# Task to carry out
Your task is to return the data below, word for word.

[Excerpts from a dataset]

------------------------------------------------

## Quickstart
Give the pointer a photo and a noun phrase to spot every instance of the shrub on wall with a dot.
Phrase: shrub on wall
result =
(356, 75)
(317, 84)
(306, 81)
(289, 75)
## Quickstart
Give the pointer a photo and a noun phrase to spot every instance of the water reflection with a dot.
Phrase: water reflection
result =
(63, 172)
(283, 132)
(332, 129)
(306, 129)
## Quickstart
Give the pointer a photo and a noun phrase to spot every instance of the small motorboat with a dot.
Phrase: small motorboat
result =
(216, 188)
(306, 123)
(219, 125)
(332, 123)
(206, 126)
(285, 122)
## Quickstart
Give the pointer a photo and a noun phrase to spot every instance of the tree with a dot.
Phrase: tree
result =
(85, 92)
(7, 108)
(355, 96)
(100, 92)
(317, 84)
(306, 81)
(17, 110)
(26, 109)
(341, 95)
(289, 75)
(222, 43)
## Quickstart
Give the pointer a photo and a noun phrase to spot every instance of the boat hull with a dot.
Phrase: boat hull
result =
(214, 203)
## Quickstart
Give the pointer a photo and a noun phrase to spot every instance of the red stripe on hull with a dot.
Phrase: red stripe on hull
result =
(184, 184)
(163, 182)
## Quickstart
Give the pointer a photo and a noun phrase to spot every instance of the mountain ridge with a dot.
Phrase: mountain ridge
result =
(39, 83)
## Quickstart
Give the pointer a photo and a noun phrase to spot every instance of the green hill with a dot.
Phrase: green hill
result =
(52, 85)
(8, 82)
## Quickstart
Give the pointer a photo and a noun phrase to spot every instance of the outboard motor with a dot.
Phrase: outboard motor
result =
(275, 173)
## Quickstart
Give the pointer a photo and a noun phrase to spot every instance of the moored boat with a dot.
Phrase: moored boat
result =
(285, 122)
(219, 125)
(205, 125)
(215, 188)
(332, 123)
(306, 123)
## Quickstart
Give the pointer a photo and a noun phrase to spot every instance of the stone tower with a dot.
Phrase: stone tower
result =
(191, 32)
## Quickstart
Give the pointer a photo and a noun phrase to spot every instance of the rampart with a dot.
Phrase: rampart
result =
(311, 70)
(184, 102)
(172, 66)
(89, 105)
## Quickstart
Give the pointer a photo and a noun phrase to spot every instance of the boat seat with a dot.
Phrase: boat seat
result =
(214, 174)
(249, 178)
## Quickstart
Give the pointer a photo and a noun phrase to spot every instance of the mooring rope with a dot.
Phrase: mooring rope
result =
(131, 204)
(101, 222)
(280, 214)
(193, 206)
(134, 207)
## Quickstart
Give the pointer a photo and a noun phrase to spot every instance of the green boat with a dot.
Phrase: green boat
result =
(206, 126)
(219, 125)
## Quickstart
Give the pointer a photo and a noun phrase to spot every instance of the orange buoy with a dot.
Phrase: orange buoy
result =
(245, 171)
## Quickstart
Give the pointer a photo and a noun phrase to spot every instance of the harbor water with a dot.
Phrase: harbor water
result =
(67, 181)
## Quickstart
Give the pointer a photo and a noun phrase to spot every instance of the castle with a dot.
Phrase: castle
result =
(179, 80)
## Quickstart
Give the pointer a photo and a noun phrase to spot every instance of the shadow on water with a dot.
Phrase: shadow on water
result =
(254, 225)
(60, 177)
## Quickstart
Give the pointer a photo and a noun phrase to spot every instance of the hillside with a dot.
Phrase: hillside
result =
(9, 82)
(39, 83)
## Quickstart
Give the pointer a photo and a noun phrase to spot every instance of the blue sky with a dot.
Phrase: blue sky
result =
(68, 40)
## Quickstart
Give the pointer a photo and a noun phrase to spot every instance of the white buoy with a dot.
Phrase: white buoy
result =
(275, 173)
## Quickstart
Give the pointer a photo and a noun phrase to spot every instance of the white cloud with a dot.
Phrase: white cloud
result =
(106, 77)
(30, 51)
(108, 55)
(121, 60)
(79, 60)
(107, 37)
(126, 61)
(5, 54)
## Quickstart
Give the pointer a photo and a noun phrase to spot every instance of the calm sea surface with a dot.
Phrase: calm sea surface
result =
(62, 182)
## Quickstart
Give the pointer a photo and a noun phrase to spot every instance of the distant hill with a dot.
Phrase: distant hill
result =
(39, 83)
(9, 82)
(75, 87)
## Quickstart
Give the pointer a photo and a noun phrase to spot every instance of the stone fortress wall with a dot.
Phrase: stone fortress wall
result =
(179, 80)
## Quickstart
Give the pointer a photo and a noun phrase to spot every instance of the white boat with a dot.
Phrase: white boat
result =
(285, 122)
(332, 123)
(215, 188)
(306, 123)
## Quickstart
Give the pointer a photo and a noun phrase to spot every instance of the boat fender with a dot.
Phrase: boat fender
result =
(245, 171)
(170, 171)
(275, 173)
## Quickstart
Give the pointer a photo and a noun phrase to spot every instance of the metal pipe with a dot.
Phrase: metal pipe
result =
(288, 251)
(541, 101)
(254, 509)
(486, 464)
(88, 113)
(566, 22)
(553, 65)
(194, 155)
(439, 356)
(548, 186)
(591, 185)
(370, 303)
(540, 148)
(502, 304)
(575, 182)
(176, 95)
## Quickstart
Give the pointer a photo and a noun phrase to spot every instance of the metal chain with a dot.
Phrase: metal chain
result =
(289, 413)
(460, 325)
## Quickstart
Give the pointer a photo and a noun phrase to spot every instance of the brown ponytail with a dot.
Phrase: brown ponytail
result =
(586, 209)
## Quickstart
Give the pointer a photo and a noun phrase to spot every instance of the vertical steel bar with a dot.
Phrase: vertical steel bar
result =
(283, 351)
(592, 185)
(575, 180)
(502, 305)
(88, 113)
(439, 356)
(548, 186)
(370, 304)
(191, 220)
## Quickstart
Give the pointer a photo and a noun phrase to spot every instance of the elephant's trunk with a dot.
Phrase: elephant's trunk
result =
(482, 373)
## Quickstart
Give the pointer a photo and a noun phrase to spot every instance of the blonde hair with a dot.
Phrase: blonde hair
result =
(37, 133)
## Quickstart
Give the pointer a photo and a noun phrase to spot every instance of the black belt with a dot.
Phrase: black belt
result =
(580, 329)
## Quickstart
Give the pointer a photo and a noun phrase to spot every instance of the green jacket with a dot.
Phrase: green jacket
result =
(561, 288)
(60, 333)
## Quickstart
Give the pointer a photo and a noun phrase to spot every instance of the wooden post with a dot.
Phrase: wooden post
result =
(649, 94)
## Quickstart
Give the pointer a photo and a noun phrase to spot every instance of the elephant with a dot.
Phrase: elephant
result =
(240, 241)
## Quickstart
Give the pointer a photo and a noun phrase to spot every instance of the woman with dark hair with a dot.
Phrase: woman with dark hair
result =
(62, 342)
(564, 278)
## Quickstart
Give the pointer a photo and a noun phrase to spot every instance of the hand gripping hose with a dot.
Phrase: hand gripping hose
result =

------------------------------------------------

# Answer for the task
## Quickstart
Give the pointer a photo and a noun phrase to spot every instance of the shrub on wall with a dot.
Phrase: shrub on wall
result =
(356, 75)
(317, 84)
(306, 81)
(289, 75)
## Quickstart
Give the pointer a photo and a noun phrase to spot every instance of the water reflection with a dot.
Phrase: water reflection
result =
(63, 172)
(283, 132)
(332, 129)
(306, 129)
## Quickstart
Give the pointer a photo and a noun phrase to spot every instance of the small motorboat with a dot.
Phrase: small motorboat
result =
(216, 188)
(306, 123)
(219, 125)
(332, 123)
(206, 126)
(285, 122)
## Quickstart
Give the pointer a photo and a noun phrase to spot every instance of the tree with a dot.
Phrase: tree
result =
(85, 92)
(7, 108)
(355, 96)
(100, 92)
(317, 84)
(306, 81)
(17, 110)
(26, 109)
(341, 95)
(289, 75)
(222, 43)
## Quickstart
Give the pointer a photo and a noun phrase to spot every instance of the boat hull with a dot.
Phrase: boat hull
result =
(214, 203)
## Quickstart
Give the pointer a photo and a noun phrase to spot every instance of the red stripe on hull with a dot.
Phrase: red stripe on hull
result =
(184, 184)
(163, 182)
## Quickstart
Give the pointer a photo and a noun phrase to spot every instance of the mountain ridge with a dot.
Phrase: mountain ridge
result =
(39, 83)
## Quickstart
Give the pointer a photo and a noun phrase to spot every instance of the green hill with a dot.
Phrase: green hill
result =
(52, 85)
(8, 82)
## Quickstart
Give the pointer a photo and a noun phrase to spot every instance of the outboard motor with a dot.
Phrase: outboard motor
result =
(275, 173)
## Quickstart
Give the pointer a photo and a noun phrase to spot every instance of the moored boat with a dot.
Phrase: moored boat
result =
(285, 122)
(219, 125)
(205, 125)
(215, 188)
(332, 123)
(306, 123)
## Quickstart
Give the pointer a photo and a noun phrase to spot every instance of the stone tower with a dot.
Phrase: stone tower
result =
(191, 32)
## Quickstart
Give the pointer a photo and a noun phrase to spot every instance of the rampart with a dot.
Phrase: rampart
result =
(311, 70)
(184, 102)
(172, 66)
(89, 105)
## Quickstart
Give the pointer a photo and a noun phrase to spot every instance of the boat seat with a dot.
Phrase: boat seat
result =
(214, 174)
(249, 178)
## Quickstart
Give the pointer a photo and a noun phrase to spot every instance of the mooring rope with a dot.
Phrase: mooring rope
result =
(131, 204)
(101, 222)
(280, 214)
(193, 206)
(134, 207)
## Quickstart
Give the pointer a photo and a noun phrase to spot every instance of the green boat with a dot.
Phrase: green boat
result =
(206, 126)
(219, 125)
## Quickstart
Give the pointer a photo and a noun phrase to spot every instance of the orange buoy with a dot.
Phrase: orange buoy
result =
(245, 171)
## Quickstart
Give the pointer a photo and a noun phrase to spot every instance of the harbor water with a dot.
Phrase: harbor water
result =
(67, 181)
## Quickstart
Give the pointer a photo and a noun phrase to spot every instance of the castle with a dot.
Phrase: castle
result =
(179, 80)
## Quickstart
Give the pointer a photo and a noun phrase to spot every instance of the shadow on water with a dot.
Phrase: shadow on water
result =
(254, 225)
(60, 177)
## Quickstart
Give the pointer a photo and a noun phrase to spot every instance of the hillside with a dot.
Phrase: hillside
result =
(9, 82)
(39, 83)
## Quickstart
Give the pointer a photo and a noun phrase to spot every instance of the blue sky with a dot.
Phrase: blue sky
result =
(68, 40)
## Quickstart
Give the pointer a photo and a noun phrase to spot every instance of the white buoy with a dot.
Phrase: white buoy
result =
(275, 173)
## Quickstart
Give the pointer a photo and a noun phrase to spot every instance of the white cloud with a dot.
Phrase: white cloud
result =
(106, 77)
(30, 51)
(108, 55)
(121, 60)
(79, 60)
(107, 37)
(126, 61)
(5, 54)
## Quickstart
Give the pointer a photo and a noun phrase to spot every instance of the calm sea surface with a dot.
Phrase: calm sea surface
result =
(62, 182)
## Quickstart
Give the pointer a photo and a noun phrase to spot every instance of the distant hill with a dot.
Phrase: distant hill
result =
(39, 83)
(9, 82)
(75, 87)
## Quickstart
Give the pointer a photo and a noun phrase to spot every instance of the stone fortress wall with a dot.
Phrase: stone fortress wall
result =
(179, 80)
## Quickstart
Give the pointer a photo and a noun phrase to spot every instance of the white boat with a dot.
Phrase: white boat
result =
(285, 122)
(332, 123)
(215, 188)
(306, 123)
## Quickstart
Give the pointer a photo and a noun phrase to spot every instance of the boat fender with a dot.
Phrase: boat fender
result =
(245, 171)
(170, 171)
(275, 173)
## Quickstart
Give the pointer a photo and a noun phrase to spot every instance of the metal pipe with a dot.
Phrase: metal pipe
result =
(288, 251)
(541, 101)
(254, 509)
(486, 464)
(88, 113)
(566, 22)
(553, 65)
(194, 155)
(439, 356)
(548, 186)
(591, 185)
(370, 303)
(540, 148)
(502, 304)
(575, 182)
(176, 95)
## Quickstart
Give the pointer a photo and a noun phrase to spot every instance of the metal chain with a dot.
Phrase: metal chain
result =
(289, 413)
(460, 325)
## Quickstart
Give the pointer a photo and a noun phrase to spot every instance of the brown ponytail with a dot.
Phrase: brown ponytail
result =
(586, 209)
## Quickstart
Give the pointer a photo and a noun phrase to spot every instance of the vertical steel bar with a dot.
Phrase: vertical steel bar
result =
(283, 351)
(592, 185)
(575, 180)
(502, 305)
(88, 113)
(439, 356)
(548, 186)
(370, 304)
(191, 220)
## Quickstart
Give the pointer a photo and a noun phrase to spot every instance of the elephant's trunk with a dot.
Phrase: elephant's trunk
result =
(482, 373)
## Quickstart
Give the pointer a photo and a noun phrase to spot every instance of the blonde hair with a dot.
Phrase: blonde hair
result =
(37, 133)
## Quickstart
Give the pointer a photo and a noun phrase to spot every instance of the black belt with a dot.
Phrase: black belt
result =
(580, 329)
## Quickstart
Give the pointer a photo and a noun phrase to spot every instance of the green jacket with a dot.
Phrase: green jacket
result =
(561, 288)
(60, 333)
## Quickstart
Give the pointer a photo and a noun phrase to spot every instance of the wooden post with a dot.
Phrase: wooden post
result =
(649, 94)
## Quickstart
Give the pointer a photo and a noun phrase to spot every instance of the elephant with a dot.
Phrase: elephant
result =
(240, 241)
## Quickstart
Give the pointer a photo and a noun phrase to spot every instance of the woman with dark hair with a dot.
Phrase: woman with dark hair
result =
(62, 342)
(564, 278)
## Quickstart
Give the pointer a photo and a noun phrase to spot every instance of the hand gripping hose with a dot.
Phrase: hand gripping hose
result =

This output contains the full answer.